┏━━

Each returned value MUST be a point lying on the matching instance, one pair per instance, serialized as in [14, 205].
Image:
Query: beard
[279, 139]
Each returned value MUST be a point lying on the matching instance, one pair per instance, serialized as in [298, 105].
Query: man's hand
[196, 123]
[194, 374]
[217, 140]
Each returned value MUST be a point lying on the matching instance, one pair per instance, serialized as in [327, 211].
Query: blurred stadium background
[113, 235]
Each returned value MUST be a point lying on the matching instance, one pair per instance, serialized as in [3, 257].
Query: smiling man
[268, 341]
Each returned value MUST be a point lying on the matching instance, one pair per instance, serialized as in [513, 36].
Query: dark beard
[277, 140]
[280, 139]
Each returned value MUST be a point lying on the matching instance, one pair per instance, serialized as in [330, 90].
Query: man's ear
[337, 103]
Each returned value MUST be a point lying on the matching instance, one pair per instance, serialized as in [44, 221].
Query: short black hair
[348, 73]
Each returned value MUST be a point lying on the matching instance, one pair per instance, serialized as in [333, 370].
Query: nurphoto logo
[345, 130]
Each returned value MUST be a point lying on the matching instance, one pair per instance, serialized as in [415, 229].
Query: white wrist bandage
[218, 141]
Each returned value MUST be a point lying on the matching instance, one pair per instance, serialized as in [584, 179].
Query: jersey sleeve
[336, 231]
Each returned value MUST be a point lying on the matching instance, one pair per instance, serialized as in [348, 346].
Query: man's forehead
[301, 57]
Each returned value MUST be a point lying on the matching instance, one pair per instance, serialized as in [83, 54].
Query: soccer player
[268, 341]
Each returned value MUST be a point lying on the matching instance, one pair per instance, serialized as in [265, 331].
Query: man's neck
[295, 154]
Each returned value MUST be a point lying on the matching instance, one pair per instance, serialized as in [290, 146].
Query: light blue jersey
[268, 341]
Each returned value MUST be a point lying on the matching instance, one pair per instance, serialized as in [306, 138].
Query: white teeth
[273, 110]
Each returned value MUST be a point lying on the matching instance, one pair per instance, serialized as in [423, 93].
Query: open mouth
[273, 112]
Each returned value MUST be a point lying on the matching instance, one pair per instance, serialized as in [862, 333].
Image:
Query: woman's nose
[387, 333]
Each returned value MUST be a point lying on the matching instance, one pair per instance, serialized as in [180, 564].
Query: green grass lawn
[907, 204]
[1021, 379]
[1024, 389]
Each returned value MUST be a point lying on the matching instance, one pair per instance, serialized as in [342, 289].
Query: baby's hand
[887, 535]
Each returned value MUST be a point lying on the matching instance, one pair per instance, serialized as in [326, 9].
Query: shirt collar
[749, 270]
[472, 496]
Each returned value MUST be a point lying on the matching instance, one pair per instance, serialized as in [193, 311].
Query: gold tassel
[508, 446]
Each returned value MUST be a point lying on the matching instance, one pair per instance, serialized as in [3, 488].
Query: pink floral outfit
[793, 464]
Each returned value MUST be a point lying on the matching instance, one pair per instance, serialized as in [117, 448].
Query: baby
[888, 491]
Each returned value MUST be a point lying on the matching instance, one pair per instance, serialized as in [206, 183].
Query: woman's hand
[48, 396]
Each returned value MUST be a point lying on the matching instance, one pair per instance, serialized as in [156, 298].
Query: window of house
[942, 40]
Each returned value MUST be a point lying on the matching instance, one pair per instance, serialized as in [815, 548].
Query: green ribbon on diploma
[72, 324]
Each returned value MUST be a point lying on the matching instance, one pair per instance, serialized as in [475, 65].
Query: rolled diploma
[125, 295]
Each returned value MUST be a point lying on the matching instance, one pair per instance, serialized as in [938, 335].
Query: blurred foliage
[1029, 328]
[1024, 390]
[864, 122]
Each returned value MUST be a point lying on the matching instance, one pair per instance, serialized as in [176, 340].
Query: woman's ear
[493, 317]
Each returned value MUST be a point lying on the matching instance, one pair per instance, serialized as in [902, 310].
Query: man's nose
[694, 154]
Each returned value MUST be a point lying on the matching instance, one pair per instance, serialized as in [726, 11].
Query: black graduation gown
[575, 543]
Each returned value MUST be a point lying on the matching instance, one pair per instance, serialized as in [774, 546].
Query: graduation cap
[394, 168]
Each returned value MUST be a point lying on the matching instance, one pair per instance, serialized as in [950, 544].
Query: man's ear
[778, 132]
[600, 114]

┗━━

• _WHAT TO DO_:
Rewrite the lines from the one containing "in [774, 546]." through the end of the lines, requests included, and add 148 to every coordinate in the answer points. Leave the sample pairs inside the requests as they are.

• _SOLUTION_:
Each returned value MUST be a point lying on the matching instance, one pair per instance, serialized as in [774, 546].
Query: graduation cap
[542, 316]
Each returned value MUST be a point lying on the matching instance, one pair per instance, serialized as in [950, 544].
Query: man's ear
[926, 280]
[748, 262]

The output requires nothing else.